◆ GIVEN TASK: Reproduce verbatim every line from the one that includes "find picnic mat" to the closing line of the entries; omit everything before it.

Records from a data source
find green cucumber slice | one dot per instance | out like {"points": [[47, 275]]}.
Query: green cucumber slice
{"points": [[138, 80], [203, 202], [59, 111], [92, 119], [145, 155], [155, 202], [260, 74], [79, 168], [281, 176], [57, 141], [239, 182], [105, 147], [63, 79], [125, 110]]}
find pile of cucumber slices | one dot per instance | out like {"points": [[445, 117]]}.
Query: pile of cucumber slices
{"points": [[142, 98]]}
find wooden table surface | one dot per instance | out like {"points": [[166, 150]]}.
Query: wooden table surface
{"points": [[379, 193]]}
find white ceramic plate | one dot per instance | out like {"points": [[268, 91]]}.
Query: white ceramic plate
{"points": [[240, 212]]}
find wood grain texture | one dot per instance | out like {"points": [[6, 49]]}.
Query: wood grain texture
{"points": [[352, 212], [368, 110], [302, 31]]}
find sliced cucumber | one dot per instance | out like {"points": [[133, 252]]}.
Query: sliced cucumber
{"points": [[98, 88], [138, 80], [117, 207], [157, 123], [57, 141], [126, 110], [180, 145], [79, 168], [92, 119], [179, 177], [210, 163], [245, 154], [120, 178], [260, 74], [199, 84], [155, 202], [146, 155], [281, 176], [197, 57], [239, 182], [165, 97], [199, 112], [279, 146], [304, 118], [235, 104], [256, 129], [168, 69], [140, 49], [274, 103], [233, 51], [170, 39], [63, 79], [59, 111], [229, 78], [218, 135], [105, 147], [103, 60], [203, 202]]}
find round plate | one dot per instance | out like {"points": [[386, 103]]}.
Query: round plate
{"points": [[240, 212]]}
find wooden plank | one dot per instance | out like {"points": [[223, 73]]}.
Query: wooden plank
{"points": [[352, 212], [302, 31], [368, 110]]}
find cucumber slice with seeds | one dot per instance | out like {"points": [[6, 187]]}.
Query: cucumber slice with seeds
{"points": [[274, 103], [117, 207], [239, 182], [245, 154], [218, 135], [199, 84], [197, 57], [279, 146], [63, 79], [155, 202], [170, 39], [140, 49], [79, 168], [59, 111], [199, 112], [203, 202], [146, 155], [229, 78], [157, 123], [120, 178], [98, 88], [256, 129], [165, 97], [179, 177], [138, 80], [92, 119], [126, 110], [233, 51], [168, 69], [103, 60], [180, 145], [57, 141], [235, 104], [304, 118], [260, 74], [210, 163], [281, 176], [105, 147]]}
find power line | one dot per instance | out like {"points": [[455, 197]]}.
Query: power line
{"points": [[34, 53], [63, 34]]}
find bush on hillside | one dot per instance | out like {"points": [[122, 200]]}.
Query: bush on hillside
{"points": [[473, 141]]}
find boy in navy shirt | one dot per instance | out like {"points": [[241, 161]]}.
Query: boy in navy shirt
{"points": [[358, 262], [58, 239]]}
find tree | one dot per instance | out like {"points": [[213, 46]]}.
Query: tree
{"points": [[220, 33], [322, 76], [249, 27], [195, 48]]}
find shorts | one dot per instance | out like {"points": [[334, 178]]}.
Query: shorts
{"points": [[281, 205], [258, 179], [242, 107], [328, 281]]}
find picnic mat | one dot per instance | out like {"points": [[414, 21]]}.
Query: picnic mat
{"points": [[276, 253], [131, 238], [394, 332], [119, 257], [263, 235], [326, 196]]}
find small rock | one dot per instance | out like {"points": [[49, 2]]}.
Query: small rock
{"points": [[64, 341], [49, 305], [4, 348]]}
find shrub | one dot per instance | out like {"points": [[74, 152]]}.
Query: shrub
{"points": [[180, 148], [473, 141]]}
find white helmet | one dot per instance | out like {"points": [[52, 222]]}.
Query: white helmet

◆ WRITTEN ANSWER:
find picnic mat | one dot per instance | out like {"points": [[414, 21]]}.
Query: picnic mat
{"points": [[276, 253], [131, 238], [394, 332], [119, 257], [263, 235], [326, 196]]}
find small rock | one dot per instance | out like {"points": [[49, 2]]}.
Query: small rock
{"points": [[64, 341], [49, 305], [4, 348]]}
find shrub | one dot per instance | out like {"points": [[74, 152]]}.
Query: shrub
{"points": [[180, 148], [473, 141]]}
find white helmet | one dot per instance | out like {"points": [[52, 222]]}.
Query: white helmet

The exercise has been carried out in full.